— begin —
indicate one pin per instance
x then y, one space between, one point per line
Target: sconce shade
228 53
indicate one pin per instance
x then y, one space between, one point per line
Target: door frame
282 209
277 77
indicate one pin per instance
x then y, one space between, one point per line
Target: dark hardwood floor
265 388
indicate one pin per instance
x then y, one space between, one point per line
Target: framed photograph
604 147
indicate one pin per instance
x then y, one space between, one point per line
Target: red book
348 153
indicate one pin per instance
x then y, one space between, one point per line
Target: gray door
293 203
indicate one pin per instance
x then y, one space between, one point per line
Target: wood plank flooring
— end —
_What to do_
Repeat the material above exactly.

_Exercise solution_
indicate one pin per instance
x then y, one space between, one point per line
Target: sconce shade
228 53
indicate one pin per instance
x then y, one space between, one point per line
Target: door frame
282 209
277 77
indicate one pin per instance
x then y, one space between, one point per line
Target: dark hardwood floor
265 388
indicate one pin per instance
x then y, one space between, one point per line
Target: framed photograph
604 147
indicate one pin per instance
x then y, one space between, one point per line
Target: red book
348 153
indicate one pin per instance
x then y, one space between, one point per line
Target: gray door
293 203
indicate one pin per instance
x then y, one space between, one point per line
Target: wood plank flooring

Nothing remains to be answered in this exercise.